Rewrite every line below as a JSON list of strings, one string per line, leaving out any blank lines.

· · ·

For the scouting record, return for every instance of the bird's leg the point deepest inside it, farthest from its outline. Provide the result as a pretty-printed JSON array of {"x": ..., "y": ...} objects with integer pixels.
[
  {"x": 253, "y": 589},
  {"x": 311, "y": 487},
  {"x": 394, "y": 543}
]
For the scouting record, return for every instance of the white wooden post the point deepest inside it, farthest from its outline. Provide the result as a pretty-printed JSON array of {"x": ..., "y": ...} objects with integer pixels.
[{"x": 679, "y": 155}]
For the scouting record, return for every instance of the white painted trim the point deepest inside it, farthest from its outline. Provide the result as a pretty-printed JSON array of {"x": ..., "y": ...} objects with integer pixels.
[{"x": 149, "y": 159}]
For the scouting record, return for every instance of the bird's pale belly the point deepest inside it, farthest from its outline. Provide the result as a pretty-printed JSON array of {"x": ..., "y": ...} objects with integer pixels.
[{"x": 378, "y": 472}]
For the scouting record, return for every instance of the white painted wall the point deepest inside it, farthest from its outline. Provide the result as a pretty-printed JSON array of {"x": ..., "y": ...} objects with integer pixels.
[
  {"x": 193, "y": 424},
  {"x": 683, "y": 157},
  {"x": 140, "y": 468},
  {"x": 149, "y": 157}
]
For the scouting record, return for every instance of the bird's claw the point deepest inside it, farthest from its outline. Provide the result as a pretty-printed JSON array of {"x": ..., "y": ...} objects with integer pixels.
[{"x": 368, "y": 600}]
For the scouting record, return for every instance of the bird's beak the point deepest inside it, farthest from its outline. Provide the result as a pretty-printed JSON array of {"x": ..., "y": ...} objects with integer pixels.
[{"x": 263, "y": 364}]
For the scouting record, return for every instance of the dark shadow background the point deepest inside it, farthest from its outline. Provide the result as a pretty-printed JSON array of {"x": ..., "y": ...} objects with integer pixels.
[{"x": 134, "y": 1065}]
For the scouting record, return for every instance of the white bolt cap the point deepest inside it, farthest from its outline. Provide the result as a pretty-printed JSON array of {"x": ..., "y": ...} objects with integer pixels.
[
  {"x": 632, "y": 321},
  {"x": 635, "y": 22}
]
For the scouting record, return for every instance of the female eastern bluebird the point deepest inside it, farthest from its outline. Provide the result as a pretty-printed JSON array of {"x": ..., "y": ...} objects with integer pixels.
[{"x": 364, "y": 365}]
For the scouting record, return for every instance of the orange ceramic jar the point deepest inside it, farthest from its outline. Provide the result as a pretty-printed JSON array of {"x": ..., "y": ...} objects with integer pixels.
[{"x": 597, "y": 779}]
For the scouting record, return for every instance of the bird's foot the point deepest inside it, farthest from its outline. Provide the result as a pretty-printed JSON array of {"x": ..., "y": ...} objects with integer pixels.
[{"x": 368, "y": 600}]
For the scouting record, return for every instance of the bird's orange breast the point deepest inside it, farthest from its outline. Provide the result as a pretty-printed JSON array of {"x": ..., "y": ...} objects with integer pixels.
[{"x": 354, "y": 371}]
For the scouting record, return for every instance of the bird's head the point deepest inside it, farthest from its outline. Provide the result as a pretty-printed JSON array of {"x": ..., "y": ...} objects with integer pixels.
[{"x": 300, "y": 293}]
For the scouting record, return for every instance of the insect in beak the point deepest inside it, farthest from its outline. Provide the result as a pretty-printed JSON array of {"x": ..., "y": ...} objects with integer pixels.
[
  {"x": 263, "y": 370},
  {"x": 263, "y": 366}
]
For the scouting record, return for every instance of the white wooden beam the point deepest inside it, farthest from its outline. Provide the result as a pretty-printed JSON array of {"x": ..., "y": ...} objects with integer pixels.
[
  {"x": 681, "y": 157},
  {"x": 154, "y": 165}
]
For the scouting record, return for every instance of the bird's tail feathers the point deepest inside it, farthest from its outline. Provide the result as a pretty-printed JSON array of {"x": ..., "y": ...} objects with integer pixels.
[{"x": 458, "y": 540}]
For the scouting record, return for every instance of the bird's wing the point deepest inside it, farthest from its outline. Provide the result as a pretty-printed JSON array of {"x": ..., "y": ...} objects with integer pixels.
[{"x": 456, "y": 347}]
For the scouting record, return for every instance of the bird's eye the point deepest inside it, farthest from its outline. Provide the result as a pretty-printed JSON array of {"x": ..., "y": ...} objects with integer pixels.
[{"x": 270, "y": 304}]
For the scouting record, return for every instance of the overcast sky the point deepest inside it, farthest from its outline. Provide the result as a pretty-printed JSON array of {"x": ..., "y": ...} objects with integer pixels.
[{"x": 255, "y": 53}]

· · ·

(PROBLEM SOLUTION)
[
  "For the scouting record, return for every instance of the bird's leg the point deepest inside it, farthest from its outline. Provide the result as a pretty-printed JSON array of {\"x\": ..., \"y\": ...} objects with integer pixels.",
  "[",
  "  {\"x\": 253, \"y\": 589},",
  "  {\"x\": 311, \"y\": 487},",
  "  {\"x\": 394, \"y\": 543}",
  "]",
  "For the scouting record, return for every instance of the white wooden post the point deepest inside it, farthest from its outline. Provide the result as a pretty-printed JSON array of {\"x\": ..., \"y\": ...} objects with integer pixels.",
  "[{\"x\": 679, \"y\": 155}]",
  "For the scouting record, return for every instance of the white painted trim the point deepest inside it, farthest from its outline. Provide the result as a pretty-printed JSON array of {\"x\": ..., \"y\": ...} objects with integer pixels.",
  "[{\"x\": 149, \"y\": 159}]",
  "For the scouting record, return for every instance of the bird's pale belly the point deepest inside it, farthest from its outline. Provide the result as a pretty-printed JSON array of {\"x\": ..., \"y\": ...} objects with integer pixels.",
  "[{\"x\": 378, \"y\": 472}]",
  "For the scouting record, return for every instance of the white painted wall the point deepest inside it, farthest from its outline. Provide the result as a pretty-printed JSON array of {\"x\": ..., \"y\": ...} objects with integer pixels.",
  "[",
  "  {\"x\": 193, \"y\": 424},",
  "  {\"x\": 683, \"y\": 157},",
  "  {\"x\": 140, \"y\": 468},",
  "  {\"x\": 149, \"y\": 157}",
  "]",
  "For the scouting record, return for every instance of the bird's claw the point deepest inside it, farthest from its outline. Provide the result as a pretty-printed JSON array of {\"x\": ..., \"y\": ...} objects with integer pixels.",
  "[{\"x\": 368, \"y\": 600}]",
  "For the scouting record, return for every instance of the bird's beak the point deepest inside it, farthest from its outline. Provide the result as a pretty-printed JSON array of {\"x\": ..., \"y\": ...} objects with integer pixels.",
  "[{\"x\": 263, \"y\": 364}]",
  "For the scouting record, return for every instance of the dark shadow background the point deepest inside it, farthest from its outline. Provide the result as a pretty-printed JSON array of {\"x\": ..., \"y\": ...} objects with integer pixels.",
  "[{\"x\": 134, \"y\": 1065}]",
  "For the scouting record, return for every instance of the white bolt cap the point deepest inside it, farthest from its outline. Provide the result as a pretty-printed JSON array of {\"x\": ..., \"y\": ...} objects with integer pixels.",
  "[",
  "  {\"x\": 632, \"y\": 321},",
  "  {\"x\": 635, \"y\": 22}",
  "]",
  "For the scouting record, return for every instance of the female eastern bluebird the point deepest inside it, farthest from its outline. Provide the result as a pretty-printed JSON array of {\"x\": ..., \"y\": ...} objects with integer pixels.",
  "[{\"x\": 364, \"y\": 365}]",
  "For the scouting record, return for every instance of the orange ceramic jar the point deepest inside it, farthest from its outline. Provide the result as a pretty-printed JSON array of {\"x\": ..., \"y\": ...} objects with integer pixels.",
  "[{\"x\": 597, \"y\": 779}]",
  "For the scouting record, return for every instance of the bird's foot the point deepest inside it, farthest from its outline. Provide the result as a pretty-printed JSON array of {\"x\": ..., \"y\": ...} objects with integer pixels.",
  "[{\"x\": 368, \"y\": 600}]",
  "For the scouting record, return for every instance of the bird's orange breast the point deepest inside it, farthest from its outline. Provide the result as a pretty-printed JSON array of {\"x\": ..., \"y\": ...} objects with integer pixels.",
  "[{\"x\": 354, \"y\": 371}]",
  "For the scouting record, return for every instance of the bird's head the point deepest inside it, farthest from its outline. Provide the result as a pretty-printed JSON array of {\"x\": ..., \"y\": ...} objects with integer pixels.",
  "[{\"x\": 300, \"y\": 293}]",
  "For the scouting record, return for every instance of the insect in beak the point deepest inside it, farthest from its outline. Provide the result as a pretty-printed JSON array of {\"x\": ..., \"y\": ...} objects with integer pixels.",
  "[",
  "  {\"x\": 263, \"y\": 370},",
  "  {\"x\": 263, \"y\": 366}",
  "]",
  "For the scouting record, return for every instance of the white wooden beam the point deepest inside it, farthest from its outline. Provide the result as a pretty-printed JSON array of {\"x\": ..., \"y\": ...} objects with integer pixels.",
  "[",
  "  {\"x\": 681, \"y\": 157},",
  "  {\"x\": 154, \"y\": 165}",
  "]",
  "For the scouting record, return for every instance of the bird's tail feathers the point deepest inside it, farthest from its outline. Provide the result as a pretty-printed JSON array of {\"x\": ..., \"y\": ...} objects with integer pixels.",
  "[{\"x\": 458, \"y\": 540}]",
  "For the scouting record, return for every instance of the bird's wing the point deepest inside it, farthest from its outline. Provide the result as a pretty-printed JSON array of {\"x\": ..., \"y\": ...} objects with integer pixels.",
  "[{\"x\": 456, \"y\": 347}]",
  "For the scouting record, return for every instance of the bird's eye the point deepest inside it, farthest from its outline. Provide the result as a pretty-printed JSON array of {\"x\": ..., \"y\": ...} objects with integer pixels.",
  "[{\"x\": 270, \"y\": 304}]",
  "For the scouting record, return for every instance of the overcast sky the point deepest inside it, farthest from its outline. Provide the result as a pretty-printed JSON array of {\"x\": ..., \"y\": ...} objects with integer pixels.",
  "[{\"x\": 255, \"y\": 53}]"
]